[Short exercise]
Recast all the data below as a Markdown table with two columns, "Row" and "Line". Give each non-blank line its own numbered row.

[Point-based annotation data]

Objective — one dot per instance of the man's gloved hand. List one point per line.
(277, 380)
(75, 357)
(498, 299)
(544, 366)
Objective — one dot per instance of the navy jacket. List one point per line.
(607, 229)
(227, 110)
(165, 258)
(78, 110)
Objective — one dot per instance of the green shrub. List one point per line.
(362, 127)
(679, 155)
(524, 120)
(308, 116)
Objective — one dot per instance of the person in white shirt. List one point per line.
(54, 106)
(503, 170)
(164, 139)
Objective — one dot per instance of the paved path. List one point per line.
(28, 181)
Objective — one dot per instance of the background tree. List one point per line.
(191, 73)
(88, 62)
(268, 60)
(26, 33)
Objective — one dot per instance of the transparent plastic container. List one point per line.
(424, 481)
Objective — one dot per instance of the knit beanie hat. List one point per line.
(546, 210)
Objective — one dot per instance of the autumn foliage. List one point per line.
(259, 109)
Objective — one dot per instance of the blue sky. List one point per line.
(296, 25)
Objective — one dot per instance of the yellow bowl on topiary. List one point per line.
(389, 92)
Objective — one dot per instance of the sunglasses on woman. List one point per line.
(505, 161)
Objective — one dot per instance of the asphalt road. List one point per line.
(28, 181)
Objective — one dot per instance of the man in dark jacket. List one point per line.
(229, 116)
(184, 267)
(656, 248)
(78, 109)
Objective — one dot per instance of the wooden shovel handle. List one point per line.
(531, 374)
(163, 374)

[Written response]
| Row | Line |
|---|---|
| 1 | Objective — one dot per instance of the man's gloved hand. List one point per line. |
| 2 | (277, 380) |
| 3 | (75, 357) |
| 4 | (498, 299) |
| 5 | (544, 366) |
| 6 | Objective — one dot per instance of the navy jacket. List one point per line. |
| 7 | (607, 229) |
| 8 | (227, 110) |
| 9 | (165, 258) |
| 10 | (78, 110) |
| 11 | Objective — one dot per instance of the green shrub. List one point per line. |
| 12 | (362, 127) |
| 13 | (679, 155) |
| 14 | (524, 120) |
| 15 | (308, 116) |
| 16 | Objective — one dot per instance of the person in white shirt. List one point per line. |
| 17 | (54, 106) |
| 18 | (503, 170) |
| 19 | (164, 139) |
| 20 | Objective — one dot per instance of the paved path. List one point per line. |
| 21 | (28, 181) |
| 22 | Objective — one dot per instance of the background tree. List one point per line. |
| 23 | (191, 73) |
| 24 | (88, 62) |
| 25 | (268, 60) |
| 26 | (26, 33) |
| 27 | Objective — one dot per instance of the transparent plastic container. List one point per line. |
| 28 | (424, 481) |
| 29 | Objective — one dot per instance of the knit beanie hat. List one point per line. |
| 30 | (546, 210) |
| 31 | Objective — one dot per instance of the autumn foliage. List one point per line. |
| 32 | (259, 109) |
| 33 | Objective — one dot per instance of the blue sky. List one point per line. |
| 34 | (296, 25) |
| 35 | Objective — one dot per instance of the yellow bowl on topiary. List one point per line. |
| 36 | (389, 92) |
| 37 | Objective — one dot per instance of the sunglasses on woman. List one point per line. |
| 38 | (505, 161) |
| 39 | Objective — one dot per instance of the asphalt road. List one point per line. |
| 40 | (28, 181) |
| 41 | Objective — one dot per instance of the man in dark jacket. List one point per line. |
| 42 | (229, 116) |
| 43 | (184, 267) |
| 44 | (656, 248) |
| 45 | (78, 109) |
| 46 | Objective — one dot per instance of the wooden shovel handle. List one point per line. |
| 47 | (531, 374) |
| 48 | (163, 374) |